# [What to do]
From the line that contains "of the pedestal" to the last line of the entries, set down each line exactly as written, both ends included, with nothing else.

# [Given records]
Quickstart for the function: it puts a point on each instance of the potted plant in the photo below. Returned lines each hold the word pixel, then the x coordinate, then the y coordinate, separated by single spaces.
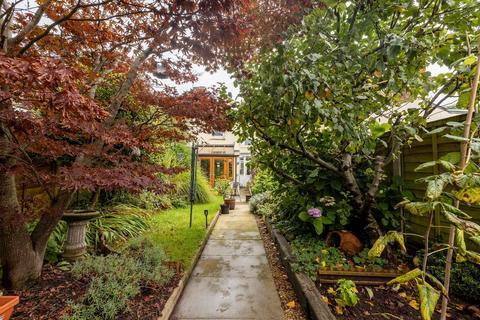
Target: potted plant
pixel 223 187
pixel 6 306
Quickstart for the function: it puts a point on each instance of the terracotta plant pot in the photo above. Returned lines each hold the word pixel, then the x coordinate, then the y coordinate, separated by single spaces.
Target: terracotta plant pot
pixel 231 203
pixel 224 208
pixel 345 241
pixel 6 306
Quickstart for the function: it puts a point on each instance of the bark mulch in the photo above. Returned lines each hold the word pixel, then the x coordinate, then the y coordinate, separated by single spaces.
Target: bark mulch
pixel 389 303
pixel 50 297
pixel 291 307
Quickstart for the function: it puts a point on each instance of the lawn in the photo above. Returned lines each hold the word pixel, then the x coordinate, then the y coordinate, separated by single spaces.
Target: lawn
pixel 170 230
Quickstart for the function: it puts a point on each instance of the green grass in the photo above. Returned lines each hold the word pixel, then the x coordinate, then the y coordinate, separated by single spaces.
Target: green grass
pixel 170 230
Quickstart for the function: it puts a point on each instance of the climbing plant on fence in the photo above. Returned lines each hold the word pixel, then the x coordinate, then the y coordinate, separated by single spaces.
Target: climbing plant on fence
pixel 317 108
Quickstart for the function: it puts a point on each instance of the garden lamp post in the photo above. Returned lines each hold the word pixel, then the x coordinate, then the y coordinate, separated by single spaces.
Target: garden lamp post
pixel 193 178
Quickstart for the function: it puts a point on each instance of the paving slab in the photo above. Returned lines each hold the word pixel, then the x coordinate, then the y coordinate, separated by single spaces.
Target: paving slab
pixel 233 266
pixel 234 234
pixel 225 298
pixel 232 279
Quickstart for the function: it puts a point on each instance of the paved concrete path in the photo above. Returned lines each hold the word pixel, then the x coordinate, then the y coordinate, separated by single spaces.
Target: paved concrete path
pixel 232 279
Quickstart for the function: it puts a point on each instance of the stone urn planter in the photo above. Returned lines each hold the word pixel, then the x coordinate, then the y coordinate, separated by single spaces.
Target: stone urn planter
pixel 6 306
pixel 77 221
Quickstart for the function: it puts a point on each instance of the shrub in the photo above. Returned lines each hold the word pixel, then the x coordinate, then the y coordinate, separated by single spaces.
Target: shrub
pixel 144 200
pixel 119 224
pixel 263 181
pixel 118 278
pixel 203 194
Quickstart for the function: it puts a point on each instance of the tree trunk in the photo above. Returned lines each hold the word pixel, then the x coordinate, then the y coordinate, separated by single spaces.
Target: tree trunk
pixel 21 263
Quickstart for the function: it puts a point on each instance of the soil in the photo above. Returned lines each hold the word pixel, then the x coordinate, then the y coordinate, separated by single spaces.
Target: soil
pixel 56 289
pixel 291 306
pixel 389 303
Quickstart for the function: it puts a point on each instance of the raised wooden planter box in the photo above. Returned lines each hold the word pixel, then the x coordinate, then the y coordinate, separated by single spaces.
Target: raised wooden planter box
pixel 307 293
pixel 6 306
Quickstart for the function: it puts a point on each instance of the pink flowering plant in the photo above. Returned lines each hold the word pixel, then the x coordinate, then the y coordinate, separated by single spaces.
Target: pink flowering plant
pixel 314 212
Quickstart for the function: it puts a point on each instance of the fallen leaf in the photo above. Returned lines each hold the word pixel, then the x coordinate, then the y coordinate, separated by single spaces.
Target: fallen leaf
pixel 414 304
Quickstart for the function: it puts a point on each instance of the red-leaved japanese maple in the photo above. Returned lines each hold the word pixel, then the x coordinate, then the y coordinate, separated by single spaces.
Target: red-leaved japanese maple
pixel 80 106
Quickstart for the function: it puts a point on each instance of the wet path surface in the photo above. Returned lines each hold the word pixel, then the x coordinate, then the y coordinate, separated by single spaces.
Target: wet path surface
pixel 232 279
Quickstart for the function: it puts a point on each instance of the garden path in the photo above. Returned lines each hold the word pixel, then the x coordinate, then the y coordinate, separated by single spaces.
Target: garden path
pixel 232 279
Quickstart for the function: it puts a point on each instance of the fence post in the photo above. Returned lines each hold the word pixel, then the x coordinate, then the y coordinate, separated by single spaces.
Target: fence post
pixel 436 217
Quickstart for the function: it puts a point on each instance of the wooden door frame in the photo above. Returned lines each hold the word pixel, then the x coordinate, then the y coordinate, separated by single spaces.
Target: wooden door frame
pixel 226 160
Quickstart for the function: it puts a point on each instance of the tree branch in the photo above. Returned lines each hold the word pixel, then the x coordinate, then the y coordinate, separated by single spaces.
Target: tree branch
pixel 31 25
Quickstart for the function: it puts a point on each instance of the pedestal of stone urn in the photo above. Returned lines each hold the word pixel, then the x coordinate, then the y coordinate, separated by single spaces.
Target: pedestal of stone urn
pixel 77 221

# [Response to the exercise]
Quickstart for the function: it puts a point on each instance of the pedestal of stone urn in the photo above. Returned lines each hold the word pixel, then the x coordinate, then the y coordinate, separated by single spaces.
Target: pedestal of stone urn
pixel 77 221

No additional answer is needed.